### Exercise brief
The stretch wanted below opens at the line containing "Annotate bald head" and closes at the line containing "Annotate stubble beard". Please return it exactly, with no other lines.

### Material to process
BEGIN
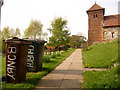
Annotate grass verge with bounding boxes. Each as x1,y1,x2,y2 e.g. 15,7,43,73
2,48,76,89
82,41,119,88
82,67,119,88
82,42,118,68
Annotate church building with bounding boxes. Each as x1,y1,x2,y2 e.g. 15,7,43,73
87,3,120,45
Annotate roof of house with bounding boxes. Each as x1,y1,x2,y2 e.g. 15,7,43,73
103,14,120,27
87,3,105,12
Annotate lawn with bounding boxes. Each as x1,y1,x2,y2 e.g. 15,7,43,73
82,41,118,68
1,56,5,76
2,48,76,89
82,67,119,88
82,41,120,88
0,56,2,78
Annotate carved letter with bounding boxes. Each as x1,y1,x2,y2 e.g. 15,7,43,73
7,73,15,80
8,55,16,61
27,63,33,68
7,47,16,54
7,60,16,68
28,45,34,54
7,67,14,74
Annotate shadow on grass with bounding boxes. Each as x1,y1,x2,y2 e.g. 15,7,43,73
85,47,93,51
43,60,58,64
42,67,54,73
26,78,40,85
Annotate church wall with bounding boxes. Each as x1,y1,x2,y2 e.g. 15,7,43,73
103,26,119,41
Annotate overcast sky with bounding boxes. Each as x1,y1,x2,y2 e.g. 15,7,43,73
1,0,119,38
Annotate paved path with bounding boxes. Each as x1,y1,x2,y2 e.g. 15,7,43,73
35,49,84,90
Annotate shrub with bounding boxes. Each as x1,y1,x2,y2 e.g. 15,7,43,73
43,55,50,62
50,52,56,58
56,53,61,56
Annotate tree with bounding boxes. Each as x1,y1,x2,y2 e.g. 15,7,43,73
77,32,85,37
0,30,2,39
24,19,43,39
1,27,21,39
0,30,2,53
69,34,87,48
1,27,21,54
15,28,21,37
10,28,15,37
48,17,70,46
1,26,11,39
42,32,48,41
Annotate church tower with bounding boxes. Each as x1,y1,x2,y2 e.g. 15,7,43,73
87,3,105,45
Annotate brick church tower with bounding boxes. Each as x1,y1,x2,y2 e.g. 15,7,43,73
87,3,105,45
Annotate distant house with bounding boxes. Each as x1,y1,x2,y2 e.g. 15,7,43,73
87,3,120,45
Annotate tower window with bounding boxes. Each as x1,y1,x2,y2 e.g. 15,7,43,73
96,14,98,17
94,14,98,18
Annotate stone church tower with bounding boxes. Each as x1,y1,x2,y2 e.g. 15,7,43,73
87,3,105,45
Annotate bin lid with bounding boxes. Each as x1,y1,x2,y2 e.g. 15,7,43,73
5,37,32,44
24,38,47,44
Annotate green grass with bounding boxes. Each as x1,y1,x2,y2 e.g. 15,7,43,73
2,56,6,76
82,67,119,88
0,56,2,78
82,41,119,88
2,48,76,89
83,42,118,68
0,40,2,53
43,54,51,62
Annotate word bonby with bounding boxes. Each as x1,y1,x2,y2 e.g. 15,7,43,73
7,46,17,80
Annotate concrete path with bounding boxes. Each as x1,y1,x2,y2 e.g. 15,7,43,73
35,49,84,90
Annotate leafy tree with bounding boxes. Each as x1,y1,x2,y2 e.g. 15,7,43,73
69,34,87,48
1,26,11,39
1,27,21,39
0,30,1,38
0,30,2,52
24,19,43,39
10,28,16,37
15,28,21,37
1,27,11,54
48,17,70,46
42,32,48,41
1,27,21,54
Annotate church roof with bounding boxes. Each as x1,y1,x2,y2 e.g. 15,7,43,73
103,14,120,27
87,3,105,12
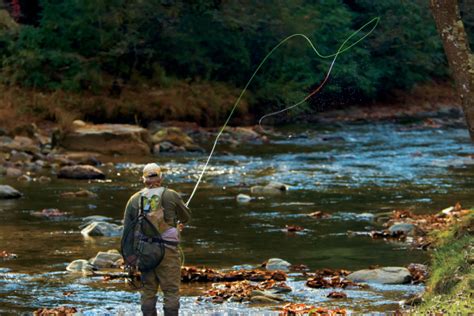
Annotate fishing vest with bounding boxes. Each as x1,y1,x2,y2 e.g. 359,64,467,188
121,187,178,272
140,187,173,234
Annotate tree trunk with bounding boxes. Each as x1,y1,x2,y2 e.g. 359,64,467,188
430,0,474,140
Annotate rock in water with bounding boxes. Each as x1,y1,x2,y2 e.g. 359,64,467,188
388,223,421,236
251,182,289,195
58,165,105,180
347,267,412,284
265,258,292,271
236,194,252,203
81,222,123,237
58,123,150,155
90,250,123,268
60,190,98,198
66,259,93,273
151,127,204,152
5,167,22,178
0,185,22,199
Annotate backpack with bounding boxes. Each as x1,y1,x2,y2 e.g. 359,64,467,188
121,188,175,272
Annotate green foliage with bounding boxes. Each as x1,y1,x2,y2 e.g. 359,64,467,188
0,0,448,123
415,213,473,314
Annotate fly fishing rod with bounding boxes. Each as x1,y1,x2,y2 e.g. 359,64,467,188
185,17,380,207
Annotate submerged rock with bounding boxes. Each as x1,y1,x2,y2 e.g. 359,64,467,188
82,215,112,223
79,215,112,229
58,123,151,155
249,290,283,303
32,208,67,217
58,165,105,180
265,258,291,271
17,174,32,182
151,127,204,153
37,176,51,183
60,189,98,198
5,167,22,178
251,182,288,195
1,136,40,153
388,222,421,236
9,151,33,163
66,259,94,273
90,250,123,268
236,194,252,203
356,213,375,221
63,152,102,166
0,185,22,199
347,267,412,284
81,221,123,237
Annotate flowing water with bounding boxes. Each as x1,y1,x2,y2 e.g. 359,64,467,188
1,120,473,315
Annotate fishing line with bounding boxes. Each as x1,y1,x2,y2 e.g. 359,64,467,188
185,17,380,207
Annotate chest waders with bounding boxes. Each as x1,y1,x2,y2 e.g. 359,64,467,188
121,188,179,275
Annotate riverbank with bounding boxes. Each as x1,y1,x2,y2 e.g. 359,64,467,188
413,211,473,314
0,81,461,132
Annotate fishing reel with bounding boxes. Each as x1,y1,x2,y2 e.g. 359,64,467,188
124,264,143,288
END
BEGIN
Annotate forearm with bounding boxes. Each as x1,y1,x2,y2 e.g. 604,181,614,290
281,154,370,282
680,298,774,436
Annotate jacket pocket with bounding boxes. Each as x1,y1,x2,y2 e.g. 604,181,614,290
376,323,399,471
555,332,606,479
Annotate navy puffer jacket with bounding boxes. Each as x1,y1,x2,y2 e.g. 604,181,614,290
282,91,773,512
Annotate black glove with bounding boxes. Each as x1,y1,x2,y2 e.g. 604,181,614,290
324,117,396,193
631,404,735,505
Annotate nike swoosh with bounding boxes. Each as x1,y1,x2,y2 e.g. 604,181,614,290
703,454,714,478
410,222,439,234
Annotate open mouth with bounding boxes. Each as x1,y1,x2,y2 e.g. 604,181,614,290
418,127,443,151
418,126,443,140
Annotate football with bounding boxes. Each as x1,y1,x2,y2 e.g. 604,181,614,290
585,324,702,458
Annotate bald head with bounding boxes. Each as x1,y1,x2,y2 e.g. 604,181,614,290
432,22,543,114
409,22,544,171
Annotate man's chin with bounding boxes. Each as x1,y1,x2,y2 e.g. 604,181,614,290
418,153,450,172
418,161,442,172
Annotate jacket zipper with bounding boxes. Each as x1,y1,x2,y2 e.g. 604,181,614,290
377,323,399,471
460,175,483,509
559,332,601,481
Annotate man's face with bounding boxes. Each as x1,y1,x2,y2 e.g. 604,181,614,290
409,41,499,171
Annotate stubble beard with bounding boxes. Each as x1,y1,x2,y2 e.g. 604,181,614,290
END
### Answer
Annotate bald head with bounding boxes. Each as x1,y1,x2,y2 e.g. 604,181,614,290
432,22,543,114
409,22,544,171
Annotate man's chin with bounding boxes. Each as x1,y1,x2,y2 e.g. 604,181,614,290
418,153,450,172
418,161,442,172
Annotate jacket zipper with bounding boxes. Each as x1,y1,x2,y2 e.g. 604,181,614,290
377,323,399,471
460,175,483,509
559,332,601,481
Annotate man's face with bounding boxes. Each as x1,y1,x2,y2 e.g. 604,181,614,290
409,41,499,171
Annotate stubble beard with bounding boxes. Each as x1,y1,x2,y2 e.g. 604,181,614,290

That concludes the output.